Exercise: Reproduce the listing below line for line and word for word, but leave out the pictures.

==== Dataset content ====

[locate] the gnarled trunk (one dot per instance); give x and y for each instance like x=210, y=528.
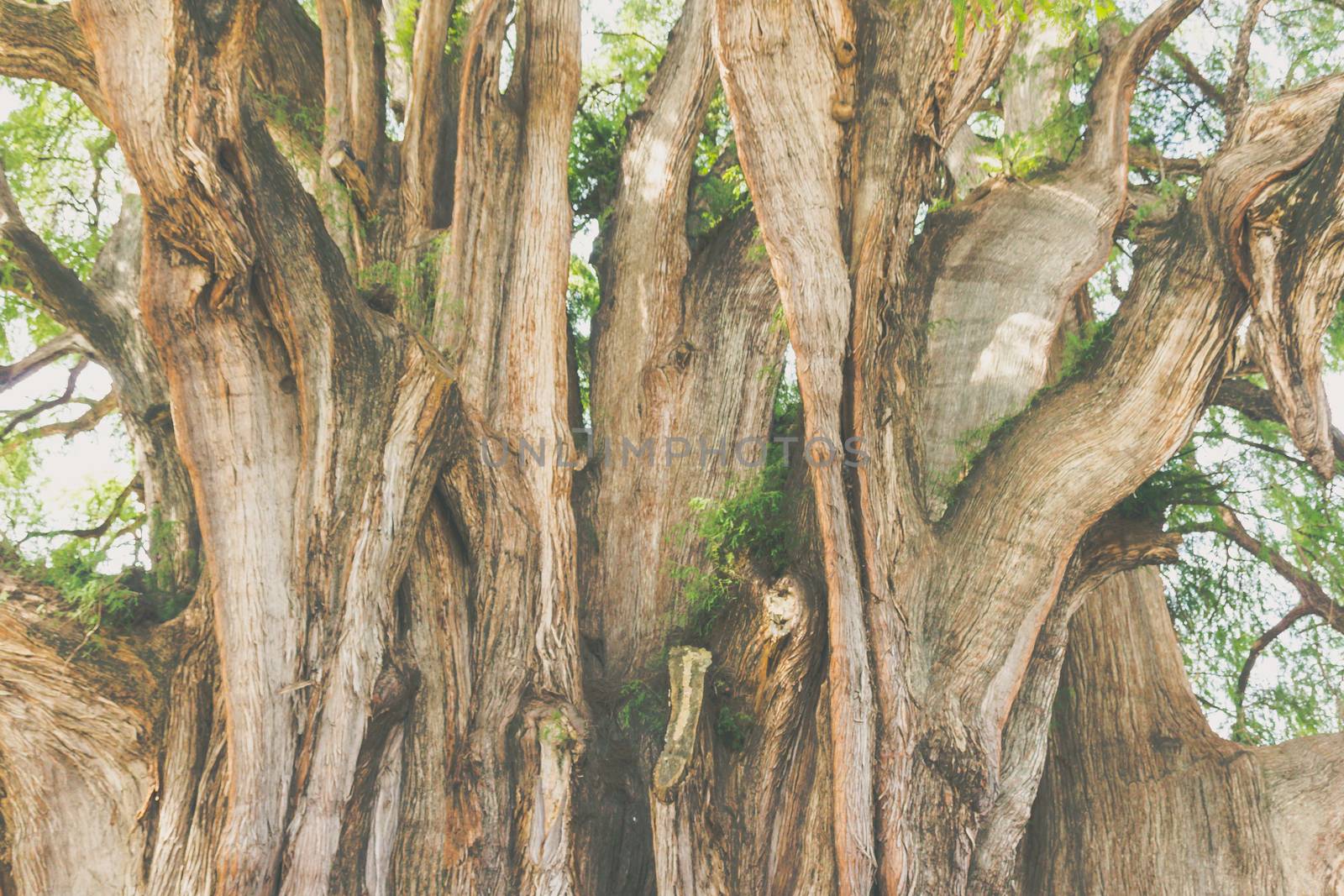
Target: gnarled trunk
x=407, y=661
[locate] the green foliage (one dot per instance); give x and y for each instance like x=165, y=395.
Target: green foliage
x=64, y=168
x=615, y=86
x=719, y=190
x=750, y=521
x=1222, y=598
x=581, y=301
x=557, y=731
x=286, y=113
x=969, y=15
x=732, y=728
x=643, y=711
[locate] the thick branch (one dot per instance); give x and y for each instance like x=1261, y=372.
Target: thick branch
x=60, y=289
x=1267, y=638
x=430, y=141
x=1292, y=270
x=40, y=40
x=50, y=351
x=1257, y=403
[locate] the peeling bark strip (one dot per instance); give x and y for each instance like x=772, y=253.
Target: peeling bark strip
x=685, y=669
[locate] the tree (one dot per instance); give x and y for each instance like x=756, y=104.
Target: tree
x=913, y=654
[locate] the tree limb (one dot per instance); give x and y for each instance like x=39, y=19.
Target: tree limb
x=50, y=351
x=1296, y=254
x=1310, y=591
x=430, y=141
x=1267, y=638
x=1257, y=403
x=94, y=531
x=60, y=289
x=42, y=42
x=1211, y=92
x=1236, y=78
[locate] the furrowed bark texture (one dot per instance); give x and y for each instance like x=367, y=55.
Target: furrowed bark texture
x=347, y=369
x=1137, y=788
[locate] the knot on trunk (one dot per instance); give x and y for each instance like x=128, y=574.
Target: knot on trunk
x=685, y=669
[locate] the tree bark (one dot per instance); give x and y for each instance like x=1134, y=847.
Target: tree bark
x=405, y=661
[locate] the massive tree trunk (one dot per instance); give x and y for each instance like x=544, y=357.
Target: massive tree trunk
x=405, y=661
x=1139, y=789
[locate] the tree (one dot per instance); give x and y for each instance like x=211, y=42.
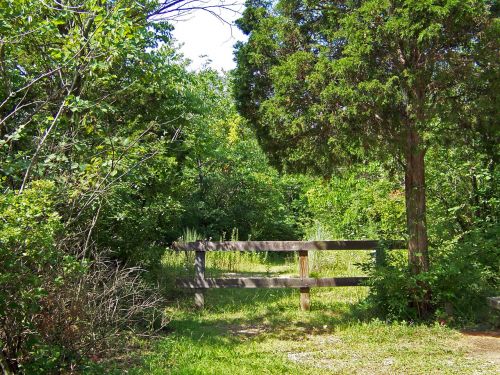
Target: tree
x=321, y=79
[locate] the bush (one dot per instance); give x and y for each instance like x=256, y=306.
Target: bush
x=56, y=311
x=32, y=270
x=461, y=277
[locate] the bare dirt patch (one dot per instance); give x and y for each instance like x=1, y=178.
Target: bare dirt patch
x=483, y=345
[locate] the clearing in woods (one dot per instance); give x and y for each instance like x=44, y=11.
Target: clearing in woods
x=262, y=331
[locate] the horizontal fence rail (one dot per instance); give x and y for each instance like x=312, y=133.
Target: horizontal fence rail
x=304, y=282
x=269, y=282
x=287, y=245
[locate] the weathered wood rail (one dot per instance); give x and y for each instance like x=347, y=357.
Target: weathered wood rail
x=303, y=282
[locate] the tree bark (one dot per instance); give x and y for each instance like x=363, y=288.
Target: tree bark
x=418, y=256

====

Solution to this task:
[locate] the gnarled trunk (one dot per instance); give x and y for each instance like x=210, y=528.
Target: gnarled trunk
x=407, y=661
[locate] the green foliage (one dot per instance); give x and y for each instance like x=165, y=395.
Target: green foliage
x=64, y=168
x=615, y=86
x=719, y=190
x=750, y=521
x=1222, y=598
x=581, y=301
x=557, y=731
x=286, y=113
x=969, y=15
x=732, y=728
x=643, y=711
[locate] the thick branch (one dot per instance); give x and y for each instance like x=1261, y=372.
Target: thick branch
x=60, y=289
x=1267, y=638
x=430, y=141
x=1292, y=270
x=40, y=40
x=50, y=351
x=1257, y=403
[locate] the peeling bark strip (one dot per instance); give x and y for each instance like x=772, y=253.
Target: peeling bark strip
x=685, y=669
[locate] the tree (one dot per instance); give x and y for each instance like x=756, y=104.
Target: tree
x=913, y=654
[locate] the tree limb (one dot per instance); give x and y for each instance like x=39, y=19.
Target: tree limb
x=50, y=351
x=1296, y=254
x=1310, y=591
x=430, y=141
x=1267, y=638
x=1257, y=403
x=94, y=531
x=60, y=289
x=42, y=42
x=1211, y=92
x=1236, y=78
[locate] the furrowed bark texture (one dot per instance); give x and y for each instance like x=367, y=55.
Target: furrowed bark texture
x=347, y=369
x=1137, y=788
[locate] the knot on trunk (one dot per instance); give x and y for each instance like x=128, y=574.
Target: knot on trunk
x=685, y=669
[locate] the tree bark (one dot per instance); give x and y for each instance like x=1134, y=847.
Target: tree bark
x=405, y=661
[locate] the massive tree trunk (one dot per instance); give x and y for each instance like x=544, y=357.
Target: massive tree trunk
x=405, y=661
x=1139, y=789
[locate] the tree (one dot per instance); give x and y for each instance like x=211, y=42.
Target: tree
x=321, y=79
[locate] the bush (one dot per instance); give x and y for each instance like x=256, y=306.
Target: bush
x=56, y=311
x=32, y=270
x=461, y=277
[locate] the bare dirt patch (one dot per instance); give x and y for each instance like x=1, y=178.
Target: bare dirt patch
x=483, y=345
[locate] the clearing in woods (one dot per instance); give x and y for each instance like x=44, y=11.
Target: clearing in woods
x=262, y=331
[locate] the horizontal fence rail (one dot per instance); give x and y for each instance like x=312, y=133.
Target: horizontal fence rail
x=304, y=282
x=269, y=282
x=287, y=245
[locate] the weathered wood rail (one dot per instance); give x and y for each instance like x=347, y=357.
Target: weathered wood rail
x=303, y=282
[locate] the tree bark (one dot per instance); give x and y for each instance like x=363, y=288.
Target: tree bark
x=418, y=256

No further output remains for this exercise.